[Source records]
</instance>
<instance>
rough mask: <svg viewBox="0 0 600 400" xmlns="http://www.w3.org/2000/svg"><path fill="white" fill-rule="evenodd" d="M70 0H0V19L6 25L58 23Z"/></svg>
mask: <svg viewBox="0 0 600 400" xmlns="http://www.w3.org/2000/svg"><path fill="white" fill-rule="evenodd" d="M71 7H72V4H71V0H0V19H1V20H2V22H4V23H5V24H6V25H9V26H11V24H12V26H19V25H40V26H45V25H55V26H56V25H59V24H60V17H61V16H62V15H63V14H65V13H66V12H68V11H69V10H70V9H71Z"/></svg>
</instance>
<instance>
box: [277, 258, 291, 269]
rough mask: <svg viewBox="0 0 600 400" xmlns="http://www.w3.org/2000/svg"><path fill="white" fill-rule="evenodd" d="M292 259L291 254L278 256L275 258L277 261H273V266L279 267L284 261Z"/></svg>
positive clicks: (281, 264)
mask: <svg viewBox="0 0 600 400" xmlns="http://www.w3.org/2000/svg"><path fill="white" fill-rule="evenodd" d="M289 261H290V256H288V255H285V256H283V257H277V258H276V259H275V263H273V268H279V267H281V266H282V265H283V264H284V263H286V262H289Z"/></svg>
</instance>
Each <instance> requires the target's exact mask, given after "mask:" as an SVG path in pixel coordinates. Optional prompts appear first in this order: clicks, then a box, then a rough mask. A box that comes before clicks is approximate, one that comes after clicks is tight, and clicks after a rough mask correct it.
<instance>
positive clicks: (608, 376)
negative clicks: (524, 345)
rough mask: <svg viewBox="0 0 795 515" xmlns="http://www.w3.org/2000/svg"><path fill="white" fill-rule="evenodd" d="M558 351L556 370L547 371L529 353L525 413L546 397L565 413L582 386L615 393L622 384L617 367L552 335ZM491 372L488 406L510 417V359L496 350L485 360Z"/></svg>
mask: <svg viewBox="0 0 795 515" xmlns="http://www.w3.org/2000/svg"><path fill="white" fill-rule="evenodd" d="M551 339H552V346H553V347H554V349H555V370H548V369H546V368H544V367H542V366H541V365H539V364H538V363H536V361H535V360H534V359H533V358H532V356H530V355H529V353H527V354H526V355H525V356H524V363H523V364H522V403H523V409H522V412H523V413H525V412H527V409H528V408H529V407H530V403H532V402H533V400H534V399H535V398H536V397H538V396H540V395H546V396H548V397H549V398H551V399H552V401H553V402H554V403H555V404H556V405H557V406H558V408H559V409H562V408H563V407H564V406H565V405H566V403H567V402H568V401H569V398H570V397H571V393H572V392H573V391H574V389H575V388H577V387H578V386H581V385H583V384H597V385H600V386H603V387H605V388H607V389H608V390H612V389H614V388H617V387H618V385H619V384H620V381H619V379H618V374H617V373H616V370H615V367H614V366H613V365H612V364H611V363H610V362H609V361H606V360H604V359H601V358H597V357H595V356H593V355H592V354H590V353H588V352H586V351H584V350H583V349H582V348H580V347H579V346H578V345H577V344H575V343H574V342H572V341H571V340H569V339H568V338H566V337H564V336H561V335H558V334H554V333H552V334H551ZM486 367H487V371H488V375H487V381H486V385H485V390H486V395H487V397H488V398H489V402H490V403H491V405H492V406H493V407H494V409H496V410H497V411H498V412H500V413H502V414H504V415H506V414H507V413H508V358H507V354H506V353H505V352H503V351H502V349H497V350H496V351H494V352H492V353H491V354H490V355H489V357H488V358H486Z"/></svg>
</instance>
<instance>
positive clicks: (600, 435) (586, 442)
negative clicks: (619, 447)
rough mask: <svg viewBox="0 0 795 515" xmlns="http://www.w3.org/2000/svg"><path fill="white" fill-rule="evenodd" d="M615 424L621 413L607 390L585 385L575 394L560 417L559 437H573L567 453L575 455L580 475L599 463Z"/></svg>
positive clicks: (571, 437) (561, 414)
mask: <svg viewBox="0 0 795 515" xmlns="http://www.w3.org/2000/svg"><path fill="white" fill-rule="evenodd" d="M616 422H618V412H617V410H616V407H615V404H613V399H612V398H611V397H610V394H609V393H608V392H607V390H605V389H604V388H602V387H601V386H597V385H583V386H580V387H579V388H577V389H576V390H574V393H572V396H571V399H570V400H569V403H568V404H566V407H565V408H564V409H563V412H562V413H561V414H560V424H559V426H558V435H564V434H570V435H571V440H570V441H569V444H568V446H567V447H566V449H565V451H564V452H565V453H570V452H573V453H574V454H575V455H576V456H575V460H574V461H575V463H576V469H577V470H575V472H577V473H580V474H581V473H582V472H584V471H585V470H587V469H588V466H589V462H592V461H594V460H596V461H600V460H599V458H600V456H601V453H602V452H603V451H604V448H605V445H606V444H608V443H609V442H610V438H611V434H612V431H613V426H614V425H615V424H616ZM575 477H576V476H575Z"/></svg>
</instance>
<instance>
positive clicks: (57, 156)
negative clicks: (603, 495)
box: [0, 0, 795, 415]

What you need to do: Locate each line in the records above that contains the string "clicks" and copy those lines in full. Treat the match as case-sensitive.

Task output:
positive clicks: (281, 264)
Each <instance> requires the target's exact mask, given after "mask:" as an SVG path in pixel coordinates. Optional prompts appear first in this order: clicks, then a box, then a rough mask. A box that comes before clicks is approximate, one that comes after clicks is tight, and clicks after a rough mask correct it.
positive clicks: (608, 376)
negative clicks: (524, 345)
positive clicks: (600, 435) (586, 442)
negative clicks: (619, 447)
positive clicks: (571, 437) (561, 414)
positive clicks: (57, 156)
negative clicks: (603, 495)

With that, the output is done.